COURTESY OF THE WATER TOWER FOUNDATION
The Compton Hill Water Tower has a pretty great view of the moon and the city, if you can make it to the top.
It's that unusual period of the year when baseball and hockey coincide — what strange times we live in. For the non-sports fans this weekend offers a massive BBQ festival, a good-size celebration of St. Louis' love for books and a chance to get a good look at the full moon from a different angle.
1. Sorry About All That
What would you do if you knew with absolute certainty that you would not live through the night? Would you spend your last hours with loved ones, or maybe try to cram as much living as possible into the time you had left? In the case of Dr. Faustus, he's spending the time offering an apology to a crowd. The good doctor has been a bad man, looking the other way while evil flourished in the world. Evil here is personified by Mephistopheles, a servant of hell who waits until Faustus' time expires and the demon can take his soul. The Mickle Maher one-act play "An Apology for the Course and Outcome of Certain Events Delivered by Doctor John Faustus on This His Final Evening
" is performed by Midnight Company at 7 p.m. Thursday and 8 p.m. Friday and Saturday (September 20 to 29) at the Monocle (4150 Manchester Avenue; www.midnightcompany.com
) as part of Faustival. Following "Apology/Faustus" is another Maher one-act, "The Hunchback Variations," which sees Beethoven and the Hunchback of Notre Dame discuss their individual attempts to create "a mysterious sound," efforts hampered by the deafness of both men. Tickets for the double bill are $15.

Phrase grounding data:
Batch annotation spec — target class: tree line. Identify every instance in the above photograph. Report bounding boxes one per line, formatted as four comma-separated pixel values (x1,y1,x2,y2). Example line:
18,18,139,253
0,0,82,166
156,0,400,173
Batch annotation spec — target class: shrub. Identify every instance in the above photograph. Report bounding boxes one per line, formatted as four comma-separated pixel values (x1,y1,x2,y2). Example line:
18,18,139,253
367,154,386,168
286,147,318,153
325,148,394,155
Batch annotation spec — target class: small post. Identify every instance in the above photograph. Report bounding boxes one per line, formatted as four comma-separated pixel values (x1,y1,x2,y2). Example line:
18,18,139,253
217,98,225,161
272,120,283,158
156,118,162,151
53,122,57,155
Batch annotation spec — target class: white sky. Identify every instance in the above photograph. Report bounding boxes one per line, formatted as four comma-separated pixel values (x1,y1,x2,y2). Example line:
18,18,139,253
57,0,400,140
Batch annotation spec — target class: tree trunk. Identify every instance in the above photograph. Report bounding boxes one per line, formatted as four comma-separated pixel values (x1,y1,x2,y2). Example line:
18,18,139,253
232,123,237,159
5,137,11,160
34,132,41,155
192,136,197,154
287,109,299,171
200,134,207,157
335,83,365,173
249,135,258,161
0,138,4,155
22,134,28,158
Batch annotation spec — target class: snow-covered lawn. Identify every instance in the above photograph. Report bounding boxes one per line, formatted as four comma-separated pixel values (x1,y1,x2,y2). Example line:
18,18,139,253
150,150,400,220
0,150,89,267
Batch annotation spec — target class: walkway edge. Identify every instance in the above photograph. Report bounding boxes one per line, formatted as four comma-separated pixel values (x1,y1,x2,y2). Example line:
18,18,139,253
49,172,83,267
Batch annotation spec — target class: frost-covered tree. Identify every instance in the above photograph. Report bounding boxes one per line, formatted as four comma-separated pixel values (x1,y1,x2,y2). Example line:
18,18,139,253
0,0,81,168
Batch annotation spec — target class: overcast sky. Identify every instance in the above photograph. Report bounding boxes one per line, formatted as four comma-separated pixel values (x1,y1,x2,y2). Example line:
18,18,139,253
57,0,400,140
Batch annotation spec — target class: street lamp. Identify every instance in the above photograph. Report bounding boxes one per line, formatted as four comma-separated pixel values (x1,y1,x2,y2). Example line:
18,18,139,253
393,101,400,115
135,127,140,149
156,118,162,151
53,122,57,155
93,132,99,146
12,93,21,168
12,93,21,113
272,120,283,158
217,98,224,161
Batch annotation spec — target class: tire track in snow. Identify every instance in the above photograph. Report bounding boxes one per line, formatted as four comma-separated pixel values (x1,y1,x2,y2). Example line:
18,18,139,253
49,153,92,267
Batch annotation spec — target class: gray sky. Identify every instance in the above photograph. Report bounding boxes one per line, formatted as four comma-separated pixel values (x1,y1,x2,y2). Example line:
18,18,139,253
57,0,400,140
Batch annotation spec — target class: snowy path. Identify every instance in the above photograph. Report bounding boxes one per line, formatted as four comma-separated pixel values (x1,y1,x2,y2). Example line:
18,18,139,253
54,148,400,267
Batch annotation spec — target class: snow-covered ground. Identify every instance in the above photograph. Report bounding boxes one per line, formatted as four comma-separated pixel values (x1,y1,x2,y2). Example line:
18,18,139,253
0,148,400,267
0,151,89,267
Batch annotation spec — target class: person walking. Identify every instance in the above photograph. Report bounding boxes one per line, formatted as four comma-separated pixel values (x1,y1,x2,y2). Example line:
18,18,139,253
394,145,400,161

Task instructions ::
a - In the weekend events listing, reproduce verbatim the part that opens with the words containing "COURTESY OF THE" and closes with "a different angle.".
b - According to the weekend events listing, how much do tickets for the double bill cost?

Responses by task ::
a -
COURTESY OF THE WATER TOWER FOUNDATION
The Compton Hill Water Tower has a pretty great view of the moon and the city, if you can make it to the top.
It's that unusual period of the year when baseball and hockey coincide — what strange times we live in. For the non-sports fans this weekend offers a massive BBQ festival, a good-size celebration of St. Louis' love for books and a chance to get a good look at the full moon from a different angle.

b - $15